----- Data for processing
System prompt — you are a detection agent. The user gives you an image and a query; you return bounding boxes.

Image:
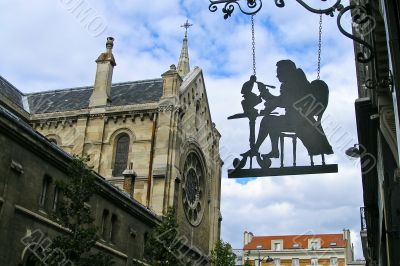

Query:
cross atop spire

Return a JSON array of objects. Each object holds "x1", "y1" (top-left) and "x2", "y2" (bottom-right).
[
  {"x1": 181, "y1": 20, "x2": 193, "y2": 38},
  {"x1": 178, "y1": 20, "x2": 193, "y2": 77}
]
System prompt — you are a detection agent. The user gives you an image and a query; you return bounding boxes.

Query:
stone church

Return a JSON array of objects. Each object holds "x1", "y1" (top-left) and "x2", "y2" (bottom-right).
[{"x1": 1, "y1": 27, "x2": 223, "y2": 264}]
----------
----- Data for processing
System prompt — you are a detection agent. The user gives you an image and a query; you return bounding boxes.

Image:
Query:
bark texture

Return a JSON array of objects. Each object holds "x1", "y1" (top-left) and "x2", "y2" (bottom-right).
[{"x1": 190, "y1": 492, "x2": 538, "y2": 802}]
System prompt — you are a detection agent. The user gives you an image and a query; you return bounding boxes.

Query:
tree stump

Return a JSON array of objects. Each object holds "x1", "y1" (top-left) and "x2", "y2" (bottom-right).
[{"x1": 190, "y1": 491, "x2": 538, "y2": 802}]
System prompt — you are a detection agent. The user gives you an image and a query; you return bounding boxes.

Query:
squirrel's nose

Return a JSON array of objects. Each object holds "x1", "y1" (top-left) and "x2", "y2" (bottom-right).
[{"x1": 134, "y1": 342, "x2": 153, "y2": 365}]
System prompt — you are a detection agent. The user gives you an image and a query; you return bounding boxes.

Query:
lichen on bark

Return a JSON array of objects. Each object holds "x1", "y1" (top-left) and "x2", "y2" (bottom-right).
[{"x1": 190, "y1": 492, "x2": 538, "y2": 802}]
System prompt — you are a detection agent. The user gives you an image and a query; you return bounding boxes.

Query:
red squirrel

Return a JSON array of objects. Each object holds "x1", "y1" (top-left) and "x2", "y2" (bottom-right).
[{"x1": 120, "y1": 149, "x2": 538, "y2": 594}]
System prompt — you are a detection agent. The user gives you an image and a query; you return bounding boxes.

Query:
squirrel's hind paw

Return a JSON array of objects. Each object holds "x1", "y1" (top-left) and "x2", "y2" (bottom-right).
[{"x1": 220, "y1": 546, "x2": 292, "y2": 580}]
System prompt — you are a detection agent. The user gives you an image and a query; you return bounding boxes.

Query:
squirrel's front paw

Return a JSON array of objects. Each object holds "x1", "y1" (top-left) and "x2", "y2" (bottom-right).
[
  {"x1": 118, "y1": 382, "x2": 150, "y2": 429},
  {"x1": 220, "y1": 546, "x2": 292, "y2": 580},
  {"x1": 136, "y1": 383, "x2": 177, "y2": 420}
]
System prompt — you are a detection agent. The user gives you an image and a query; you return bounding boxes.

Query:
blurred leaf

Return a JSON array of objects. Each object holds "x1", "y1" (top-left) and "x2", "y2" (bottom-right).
----------
----- Data for processing
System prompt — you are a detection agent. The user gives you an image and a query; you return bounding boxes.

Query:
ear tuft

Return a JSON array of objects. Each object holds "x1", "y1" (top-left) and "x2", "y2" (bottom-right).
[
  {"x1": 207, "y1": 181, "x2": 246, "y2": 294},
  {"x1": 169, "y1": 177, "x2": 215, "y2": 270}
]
----------
§ **Written exercise**: Please count the lines in the entries above that contain the string "squirrel". Reply with the number alone.

§ **Task response**: 4